_Exercise description_.
Give the lines again exactly, from the one holding "point: neck -- for" to the last line of the listing below, both ends included and nothing added.
%%
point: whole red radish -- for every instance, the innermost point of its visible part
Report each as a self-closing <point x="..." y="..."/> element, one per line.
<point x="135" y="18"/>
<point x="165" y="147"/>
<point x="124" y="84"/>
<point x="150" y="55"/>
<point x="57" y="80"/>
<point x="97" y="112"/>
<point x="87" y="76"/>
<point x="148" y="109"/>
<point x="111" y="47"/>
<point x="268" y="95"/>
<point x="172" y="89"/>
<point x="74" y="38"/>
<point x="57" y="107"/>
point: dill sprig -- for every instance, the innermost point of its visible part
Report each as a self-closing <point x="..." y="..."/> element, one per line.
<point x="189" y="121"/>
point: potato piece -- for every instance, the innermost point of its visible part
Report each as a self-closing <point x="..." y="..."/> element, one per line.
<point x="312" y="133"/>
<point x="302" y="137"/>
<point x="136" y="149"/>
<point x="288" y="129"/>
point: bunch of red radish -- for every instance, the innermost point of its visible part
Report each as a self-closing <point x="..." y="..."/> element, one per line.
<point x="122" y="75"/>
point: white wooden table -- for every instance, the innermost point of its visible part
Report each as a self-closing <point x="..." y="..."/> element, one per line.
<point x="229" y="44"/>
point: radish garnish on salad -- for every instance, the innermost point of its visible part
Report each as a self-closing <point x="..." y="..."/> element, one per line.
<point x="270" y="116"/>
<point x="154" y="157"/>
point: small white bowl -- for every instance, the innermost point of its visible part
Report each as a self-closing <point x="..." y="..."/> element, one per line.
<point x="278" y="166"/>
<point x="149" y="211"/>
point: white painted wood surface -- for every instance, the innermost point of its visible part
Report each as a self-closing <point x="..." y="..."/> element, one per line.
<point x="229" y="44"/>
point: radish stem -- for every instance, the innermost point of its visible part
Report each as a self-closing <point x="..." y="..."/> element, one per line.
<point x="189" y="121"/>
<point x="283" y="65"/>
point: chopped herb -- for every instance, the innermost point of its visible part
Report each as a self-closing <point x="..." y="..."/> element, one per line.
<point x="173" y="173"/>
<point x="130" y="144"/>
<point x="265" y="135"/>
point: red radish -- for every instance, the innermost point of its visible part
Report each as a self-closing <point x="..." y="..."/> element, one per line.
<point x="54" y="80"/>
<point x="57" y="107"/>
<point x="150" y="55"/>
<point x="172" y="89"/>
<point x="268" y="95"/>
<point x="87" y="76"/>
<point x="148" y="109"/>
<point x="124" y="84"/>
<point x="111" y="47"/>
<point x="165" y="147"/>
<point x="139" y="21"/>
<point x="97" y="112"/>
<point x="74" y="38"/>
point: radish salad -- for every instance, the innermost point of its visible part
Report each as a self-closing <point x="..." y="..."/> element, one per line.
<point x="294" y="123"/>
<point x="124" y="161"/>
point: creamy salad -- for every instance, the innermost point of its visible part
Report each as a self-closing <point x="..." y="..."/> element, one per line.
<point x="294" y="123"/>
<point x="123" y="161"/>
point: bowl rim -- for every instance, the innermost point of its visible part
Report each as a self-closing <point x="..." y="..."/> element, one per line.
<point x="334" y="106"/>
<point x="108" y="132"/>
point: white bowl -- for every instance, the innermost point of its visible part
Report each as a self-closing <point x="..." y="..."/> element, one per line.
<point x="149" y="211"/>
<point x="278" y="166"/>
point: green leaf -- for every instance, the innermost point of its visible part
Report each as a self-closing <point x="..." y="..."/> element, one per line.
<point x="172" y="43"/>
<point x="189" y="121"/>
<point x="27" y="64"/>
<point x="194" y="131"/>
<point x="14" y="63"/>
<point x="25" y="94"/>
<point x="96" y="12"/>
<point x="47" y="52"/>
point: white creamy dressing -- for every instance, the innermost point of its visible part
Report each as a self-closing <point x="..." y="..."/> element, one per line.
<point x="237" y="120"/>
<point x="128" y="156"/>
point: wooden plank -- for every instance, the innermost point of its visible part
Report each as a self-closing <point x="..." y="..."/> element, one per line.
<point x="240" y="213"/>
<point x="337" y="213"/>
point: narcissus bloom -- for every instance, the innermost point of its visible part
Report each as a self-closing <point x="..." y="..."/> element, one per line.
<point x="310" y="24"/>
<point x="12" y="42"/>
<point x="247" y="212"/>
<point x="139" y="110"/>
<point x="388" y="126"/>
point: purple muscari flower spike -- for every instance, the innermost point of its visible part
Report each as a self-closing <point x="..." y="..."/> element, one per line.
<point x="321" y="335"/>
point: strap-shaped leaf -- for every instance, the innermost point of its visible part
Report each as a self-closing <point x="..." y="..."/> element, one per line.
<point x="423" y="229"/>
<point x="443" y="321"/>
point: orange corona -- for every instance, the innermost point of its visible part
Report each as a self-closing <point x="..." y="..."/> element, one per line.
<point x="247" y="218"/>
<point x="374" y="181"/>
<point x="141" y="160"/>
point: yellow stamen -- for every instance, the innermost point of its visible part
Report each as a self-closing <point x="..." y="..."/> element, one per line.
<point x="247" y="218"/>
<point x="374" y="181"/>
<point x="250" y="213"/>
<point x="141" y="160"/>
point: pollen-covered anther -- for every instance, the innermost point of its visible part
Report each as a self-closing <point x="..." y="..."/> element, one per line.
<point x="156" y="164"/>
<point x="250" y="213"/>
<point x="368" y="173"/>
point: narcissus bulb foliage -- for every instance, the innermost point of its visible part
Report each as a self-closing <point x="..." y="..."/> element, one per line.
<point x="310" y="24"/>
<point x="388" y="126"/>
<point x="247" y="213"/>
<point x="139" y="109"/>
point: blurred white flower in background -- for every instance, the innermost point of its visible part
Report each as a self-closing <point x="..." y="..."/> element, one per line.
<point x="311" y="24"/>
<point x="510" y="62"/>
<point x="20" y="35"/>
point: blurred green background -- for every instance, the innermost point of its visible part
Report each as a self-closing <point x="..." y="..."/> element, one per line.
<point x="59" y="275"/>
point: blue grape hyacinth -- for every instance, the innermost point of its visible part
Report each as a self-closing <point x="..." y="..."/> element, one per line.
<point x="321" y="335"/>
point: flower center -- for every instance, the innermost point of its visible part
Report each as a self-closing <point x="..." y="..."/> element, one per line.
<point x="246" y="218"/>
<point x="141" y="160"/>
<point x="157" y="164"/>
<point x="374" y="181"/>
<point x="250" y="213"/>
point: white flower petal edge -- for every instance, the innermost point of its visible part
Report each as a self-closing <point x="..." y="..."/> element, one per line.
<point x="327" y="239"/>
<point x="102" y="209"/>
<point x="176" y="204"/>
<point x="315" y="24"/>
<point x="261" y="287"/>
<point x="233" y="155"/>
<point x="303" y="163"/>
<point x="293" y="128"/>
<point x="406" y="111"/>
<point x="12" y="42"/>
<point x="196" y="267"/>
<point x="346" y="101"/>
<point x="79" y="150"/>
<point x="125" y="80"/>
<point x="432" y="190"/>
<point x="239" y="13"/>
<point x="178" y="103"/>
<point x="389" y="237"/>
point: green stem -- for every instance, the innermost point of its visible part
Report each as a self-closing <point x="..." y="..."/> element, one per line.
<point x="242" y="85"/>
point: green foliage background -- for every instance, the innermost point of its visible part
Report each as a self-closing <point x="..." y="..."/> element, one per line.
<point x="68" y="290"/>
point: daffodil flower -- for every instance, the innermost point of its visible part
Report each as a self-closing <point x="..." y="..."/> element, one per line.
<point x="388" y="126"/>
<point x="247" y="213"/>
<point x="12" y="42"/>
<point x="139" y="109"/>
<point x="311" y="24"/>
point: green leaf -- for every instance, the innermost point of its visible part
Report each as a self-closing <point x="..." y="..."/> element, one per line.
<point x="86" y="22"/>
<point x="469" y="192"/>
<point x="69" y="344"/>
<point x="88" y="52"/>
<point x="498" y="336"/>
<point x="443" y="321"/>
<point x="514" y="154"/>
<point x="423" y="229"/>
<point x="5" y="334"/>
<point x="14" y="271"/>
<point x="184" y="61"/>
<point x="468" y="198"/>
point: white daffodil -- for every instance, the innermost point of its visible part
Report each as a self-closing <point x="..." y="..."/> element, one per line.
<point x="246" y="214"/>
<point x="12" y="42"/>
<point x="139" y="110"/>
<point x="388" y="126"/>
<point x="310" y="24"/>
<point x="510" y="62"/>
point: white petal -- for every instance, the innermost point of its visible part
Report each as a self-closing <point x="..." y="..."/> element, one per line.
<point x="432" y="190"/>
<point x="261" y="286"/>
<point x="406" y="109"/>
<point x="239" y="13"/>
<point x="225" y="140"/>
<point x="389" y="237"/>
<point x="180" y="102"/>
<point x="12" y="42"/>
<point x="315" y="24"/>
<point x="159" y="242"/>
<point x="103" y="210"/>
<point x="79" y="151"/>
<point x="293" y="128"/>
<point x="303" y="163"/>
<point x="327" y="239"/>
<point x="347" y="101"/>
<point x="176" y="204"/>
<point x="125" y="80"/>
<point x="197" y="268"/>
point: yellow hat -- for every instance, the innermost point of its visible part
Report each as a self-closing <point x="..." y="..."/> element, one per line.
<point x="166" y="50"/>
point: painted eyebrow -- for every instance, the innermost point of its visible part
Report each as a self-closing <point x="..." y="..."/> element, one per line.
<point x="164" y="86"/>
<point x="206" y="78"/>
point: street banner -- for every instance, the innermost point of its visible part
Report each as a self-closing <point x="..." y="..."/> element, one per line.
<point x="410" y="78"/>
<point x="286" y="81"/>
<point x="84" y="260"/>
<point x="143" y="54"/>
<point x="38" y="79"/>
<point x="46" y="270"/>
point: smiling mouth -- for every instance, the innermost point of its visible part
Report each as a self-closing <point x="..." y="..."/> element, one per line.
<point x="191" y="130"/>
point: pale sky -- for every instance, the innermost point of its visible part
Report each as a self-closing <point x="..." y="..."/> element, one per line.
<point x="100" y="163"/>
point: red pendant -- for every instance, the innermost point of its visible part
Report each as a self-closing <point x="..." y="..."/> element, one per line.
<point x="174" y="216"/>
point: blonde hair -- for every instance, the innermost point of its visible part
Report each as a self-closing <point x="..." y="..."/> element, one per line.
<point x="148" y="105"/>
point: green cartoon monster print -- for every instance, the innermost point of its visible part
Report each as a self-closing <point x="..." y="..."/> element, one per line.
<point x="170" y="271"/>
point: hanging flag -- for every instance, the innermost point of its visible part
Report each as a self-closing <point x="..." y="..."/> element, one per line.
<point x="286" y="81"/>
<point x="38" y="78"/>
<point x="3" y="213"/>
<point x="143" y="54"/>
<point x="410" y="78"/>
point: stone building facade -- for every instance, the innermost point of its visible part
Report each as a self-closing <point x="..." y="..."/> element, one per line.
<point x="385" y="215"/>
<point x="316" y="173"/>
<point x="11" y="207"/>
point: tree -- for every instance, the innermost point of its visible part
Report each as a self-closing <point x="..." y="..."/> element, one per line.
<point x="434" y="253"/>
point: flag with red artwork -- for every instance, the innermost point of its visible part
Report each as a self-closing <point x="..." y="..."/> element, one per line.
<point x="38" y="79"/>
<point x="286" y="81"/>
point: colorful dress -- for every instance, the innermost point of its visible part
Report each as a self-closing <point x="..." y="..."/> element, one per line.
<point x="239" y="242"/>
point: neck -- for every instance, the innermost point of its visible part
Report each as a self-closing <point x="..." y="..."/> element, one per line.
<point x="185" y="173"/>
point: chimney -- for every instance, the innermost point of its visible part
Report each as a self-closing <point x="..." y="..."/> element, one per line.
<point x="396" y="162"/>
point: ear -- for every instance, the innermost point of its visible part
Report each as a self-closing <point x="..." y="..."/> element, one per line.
%%
_Response to the exercise_.
point: neck -- for every instance, the innermost point of its visible part
Report each as a self-closing <point x="..." y="..."/> element, one per line.
<point x="185" y="173"/>
point: chimney -- for every instance, the innermost point of its visible part
Report each as a self-closing <point x="..." y="..."/> element, one per line.
<point x="396" y="162"/>
point: ear -- for every instance, the innermost point of its visible part
Report each as a self-closing <point x="..." y="..."/> element, one per line.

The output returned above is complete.